▶ [Document passage]:
┏━━

Here are some of the most high-profile topics likely to be deliberated in North Carolina’s legislature this year:
Pressure to expand Medicaid in North Carolina has grown as the state becomes one of 11 not to expand. For North Carolina, expansion could put more than 600,000 able-bodied, working-age adults onto the taxpayer-funded health care program. In recent years Republicans have held their ground against expansion, but Berger now says he sees an agreement on the horizon.
“I have told folks that I felt like by the time the two-year session is over, North Carolina will have expanded Medicaid,” Berger said. “There’s a deal in there somewhere.”
In the last legislative session, Berger led the Senate to pass a healthcare proposal that included Medicaid expansion under the federal entitlement program, the Affordable Care Act. House Bill 149 contained work requirements for Medicaid expansion enrollees and measures the senators say would cut regulations on the healthcare industry and expand the number of providers and facilities. However, the N.C. House did not pass the Senate’s proposal.

┗━━

▶ [Supplied information]:
┏━━

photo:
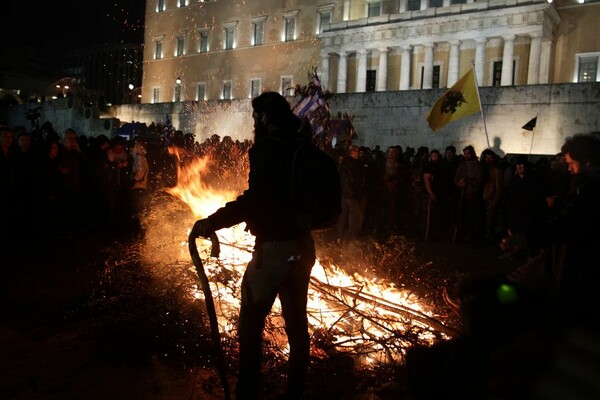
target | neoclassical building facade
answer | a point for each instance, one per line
(230, 49)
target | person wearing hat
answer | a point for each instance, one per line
(284, 252)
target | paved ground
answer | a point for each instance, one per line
(49, 337)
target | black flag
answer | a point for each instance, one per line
(530, 125)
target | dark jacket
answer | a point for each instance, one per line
(266, 205)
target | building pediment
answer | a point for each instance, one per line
(485, 19)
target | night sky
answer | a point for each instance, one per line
(53, 27)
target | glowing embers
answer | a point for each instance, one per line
(370, 319)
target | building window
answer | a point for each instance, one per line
(255, 85)
(158, 50)
(289, 26)
(258, 31)
(201, 91)
(203, 45)
(229, 37)
(180, 46)
(226, 90)
(587, 67)
(413, 5)
(178, 89)
(323, 20)
(374, 9)
(371, 80)
(287, 86)
(435, 77)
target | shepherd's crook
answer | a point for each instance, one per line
(210, 305)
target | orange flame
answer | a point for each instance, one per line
(352, 311)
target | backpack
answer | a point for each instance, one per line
(315, 188)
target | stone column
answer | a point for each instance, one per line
(361, 74)
(453, 62)
(324, 73)
(405, 69)
(402, 6)
(346, 10)
(507, 60)
(535, 50)
(428, 66)
(342, 72)
(382, 73)
(545, 61)
(480, 60)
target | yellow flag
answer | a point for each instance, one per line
(458, 101)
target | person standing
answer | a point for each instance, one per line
(469, 180)
(493, 187)
(353, 176)
(284, 252)
(139, 195)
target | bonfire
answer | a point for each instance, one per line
(368, 303)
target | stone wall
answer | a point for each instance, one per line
(385, 118)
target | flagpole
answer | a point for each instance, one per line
(487, 138)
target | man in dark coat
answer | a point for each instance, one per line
(284, 252)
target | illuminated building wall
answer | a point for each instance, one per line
(226, 49)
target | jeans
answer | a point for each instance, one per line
(276, 269)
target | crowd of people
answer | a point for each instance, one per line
(454, 197)
(545, 210)
(72, 182)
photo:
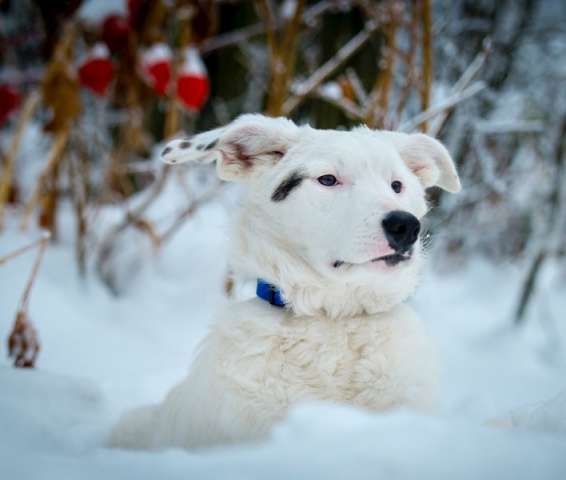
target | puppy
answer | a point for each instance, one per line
(330, 228)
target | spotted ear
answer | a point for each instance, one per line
(428, 159)
(249, 144)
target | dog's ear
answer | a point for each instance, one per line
(428, 159)
(249, 144)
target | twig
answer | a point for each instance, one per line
(188, 212)
(43, 242)
(349, 108)
(55, 156)
(328, 68)
(357, 86)
(469, 74)
(447, 104)
(426, 24)
(29, 107)
(26, 248)
(23, 343)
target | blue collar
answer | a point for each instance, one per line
(270, 293)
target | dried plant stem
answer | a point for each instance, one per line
(23, 343)
(469, 74)
(379, 104)
(426, 23)
(447, 104)
(6, 179)
(188, 212)
(282, 54)
(42, 246)
(410, 76)
(328, 68)
(54, 158)
(20, 251)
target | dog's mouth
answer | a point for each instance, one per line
(389, 260)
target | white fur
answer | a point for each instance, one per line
(346, 335)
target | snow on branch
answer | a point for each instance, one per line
(328, 68)
(442, 107)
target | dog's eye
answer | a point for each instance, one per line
(397, 186)
(327, 180)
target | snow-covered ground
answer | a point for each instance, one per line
(103, 354)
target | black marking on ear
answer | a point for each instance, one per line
(211, 145)
(286, 186)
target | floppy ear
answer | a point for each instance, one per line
(428, 159)
(249, 144)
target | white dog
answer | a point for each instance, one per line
(329, 226)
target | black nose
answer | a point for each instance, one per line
(401, 229)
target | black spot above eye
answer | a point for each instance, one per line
(397, 186)
(327, 180)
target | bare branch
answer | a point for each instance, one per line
(447, 104)
(328, 68)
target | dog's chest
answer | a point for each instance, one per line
(298, 359)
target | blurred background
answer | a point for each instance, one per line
(89, 90)
(112, 265)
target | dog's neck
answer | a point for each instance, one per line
(304, 290)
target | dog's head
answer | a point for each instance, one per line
(332, 217)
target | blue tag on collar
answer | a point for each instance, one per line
(270, 293)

┗━━

▶ [Exercises to complete]:
[1] From the Medicaid passage, return the text between "In the last" and "the Senate’s proposal.", inclusive.
[2] In the Medicaid passage, what is the number of the bill the Senate passed that included Medicaid expansion?

▶ [Set of answers]:
[1]
In the last legislative session, Berger led the Senate to pass a healthcare proposal that included Medicaid expansion under the federal entitlement program, the Affordable Care Act. House Bill 149 contained work requirements for Medicaid expansion enrollees and measures the senators say would cut regulations on the healthcare industry and expand the number of providers and facilities. However, the N.C. House did not pass the Senate’s proposal.

[2] House Bill 149